§ **Objective**
From the email thread about 802.1q/p, print the part that opens with the words containing "2) A simpler" and closes with "a wholesale environment).".

My original message was too long due to the graphics, so here it goes again, compressed.
 
Branislav 
-------------------------
Given all the comments, there appear to be two alternative approaches that may be agreeable to everybody:
 
1) An 802.16 style architectural solution with convergence sub-layers as below where 802.1q/p and other solutions are individual parallel sub-layers:

[bran] -see compressed attachments 
 

2) A simpler solution where we functionally require traffic classification and switching and name as examples different alternatives.  That would be my preference. So. here is our proposal:

PROPOSED NEW TEXT

 

4.5.2 Traffic Switching

 

802.1q tagging, PPP, MPLS or a functionally equivalent upper layer solution must be supported by the system (such that network egress traffic can be switched by a L2 device to the appropriate L2 termination device for managing backbone traffic or distinguishing traffic for wholesale partners in a wholesale environment).

 
Branislav
-----Original Message-----
From: owner-stds-80220-requirements@majordomo.ieee.org [mailto:owner-stds-80220-requirements@majordomo.ieee.org]On Behalf Of Park Vincent
Sent: Monday, February 23, 2004 8:55 AM
To: Wallace, Stewart J; stds-80220-requirements@ieee.org
Subject: RE: stds-80220-requirements: 802.1q/p

Your response seems to suggest that flexibility in this area desirable, and on that point, I strongly agree. I also agree that requirements must be worded carefully. My concern with the proposed text is that it *reduces* flexibility by specifically mandating particular solutions to a problem (it explicitly puts network-layer awareness/assumptions in a link-layer specification). I find this to be needless over-specification. All that is needed in the MAC layer to support any of the proposed approaches to wholesale/retail separation (or anything else) is the equivalent of a "type" field or "next header" field such that various types of payloads with different formats can be multiplexed/demultiplexed over the air link. Then the MAC-layer payload could carry IP, Bluetooth, ATM, PPP, IP w/ 802.1Q tagging etc., as well as any other or future payload formats that provide some yet unforeseen capability.

Saved data entries
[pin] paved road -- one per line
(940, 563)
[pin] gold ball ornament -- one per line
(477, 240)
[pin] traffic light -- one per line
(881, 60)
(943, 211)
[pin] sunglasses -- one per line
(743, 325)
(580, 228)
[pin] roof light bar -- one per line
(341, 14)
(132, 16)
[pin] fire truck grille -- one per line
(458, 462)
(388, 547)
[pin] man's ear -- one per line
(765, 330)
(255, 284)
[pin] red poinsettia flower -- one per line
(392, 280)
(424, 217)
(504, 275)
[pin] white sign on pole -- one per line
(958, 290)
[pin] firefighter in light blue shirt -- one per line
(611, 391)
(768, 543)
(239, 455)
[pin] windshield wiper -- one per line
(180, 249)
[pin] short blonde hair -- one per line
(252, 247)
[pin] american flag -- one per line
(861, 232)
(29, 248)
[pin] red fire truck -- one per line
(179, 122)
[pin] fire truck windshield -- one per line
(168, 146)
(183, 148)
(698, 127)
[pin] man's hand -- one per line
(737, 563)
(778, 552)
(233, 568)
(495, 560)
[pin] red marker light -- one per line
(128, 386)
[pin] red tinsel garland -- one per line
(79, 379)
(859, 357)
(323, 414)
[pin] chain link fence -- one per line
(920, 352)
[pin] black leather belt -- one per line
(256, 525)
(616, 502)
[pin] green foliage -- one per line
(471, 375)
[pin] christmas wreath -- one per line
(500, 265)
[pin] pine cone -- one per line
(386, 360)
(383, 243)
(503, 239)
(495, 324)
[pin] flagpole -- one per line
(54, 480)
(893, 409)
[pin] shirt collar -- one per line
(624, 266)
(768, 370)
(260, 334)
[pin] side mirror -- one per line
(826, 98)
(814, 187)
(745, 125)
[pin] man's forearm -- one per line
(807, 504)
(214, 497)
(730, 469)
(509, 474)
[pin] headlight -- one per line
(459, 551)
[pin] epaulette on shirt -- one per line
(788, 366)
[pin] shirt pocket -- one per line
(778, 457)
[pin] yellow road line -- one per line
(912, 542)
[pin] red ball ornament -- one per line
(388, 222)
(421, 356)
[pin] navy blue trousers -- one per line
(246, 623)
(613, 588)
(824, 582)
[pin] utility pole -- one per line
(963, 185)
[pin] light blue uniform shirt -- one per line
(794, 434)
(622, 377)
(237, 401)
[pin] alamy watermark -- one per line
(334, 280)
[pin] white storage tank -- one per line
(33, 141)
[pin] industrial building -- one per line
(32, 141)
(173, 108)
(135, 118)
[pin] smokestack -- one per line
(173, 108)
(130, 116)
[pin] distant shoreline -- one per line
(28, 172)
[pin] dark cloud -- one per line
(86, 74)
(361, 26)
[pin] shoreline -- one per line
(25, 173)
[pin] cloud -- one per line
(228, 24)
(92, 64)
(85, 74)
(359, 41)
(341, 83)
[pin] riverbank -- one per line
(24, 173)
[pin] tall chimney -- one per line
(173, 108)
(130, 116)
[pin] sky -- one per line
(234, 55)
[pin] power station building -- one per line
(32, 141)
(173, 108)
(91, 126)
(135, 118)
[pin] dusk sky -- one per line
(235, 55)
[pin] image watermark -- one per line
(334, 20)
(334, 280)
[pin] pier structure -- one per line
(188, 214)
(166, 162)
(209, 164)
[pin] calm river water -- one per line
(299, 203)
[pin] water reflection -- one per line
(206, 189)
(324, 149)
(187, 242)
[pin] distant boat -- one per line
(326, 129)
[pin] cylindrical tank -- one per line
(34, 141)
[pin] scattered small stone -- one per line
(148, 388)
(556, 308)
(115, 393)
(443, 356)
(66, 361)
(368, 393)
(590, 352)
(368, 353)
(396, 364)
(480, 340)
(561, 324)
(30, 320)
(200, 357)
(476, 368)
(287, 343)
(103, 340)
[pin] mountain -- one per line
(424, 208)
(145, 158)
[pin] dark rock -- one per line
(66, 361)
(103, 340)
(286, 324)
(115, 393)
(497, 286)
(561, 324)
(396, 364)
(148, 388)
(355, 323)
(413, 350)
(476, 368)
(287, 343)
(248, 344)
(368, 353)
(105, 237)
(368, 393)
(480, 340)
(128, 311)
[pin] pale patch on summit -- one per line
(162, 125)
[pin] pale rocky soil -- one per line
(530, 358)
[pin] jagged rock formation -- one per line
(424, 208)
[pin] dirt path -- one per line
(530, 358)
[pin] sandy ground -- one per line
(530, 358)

§ **Exercise output**
2) A simpler solution where we functionally require traffic classification and switching and name as examples different alternatives.  That would be my preference. So. here is our proposal:

PROPOSED NEW TEXT

 

4.5.2 Traffic Switching

 

802.1q tagging, PPP, MPLS or a functionally equivalent upper layer solution must be supported by the system (such that network egress traffic can be switched by a L2 device to the appropriate L2 termination device for managing backbone traffic or distinguishing traffic for wholesale partners in a wholesale environment).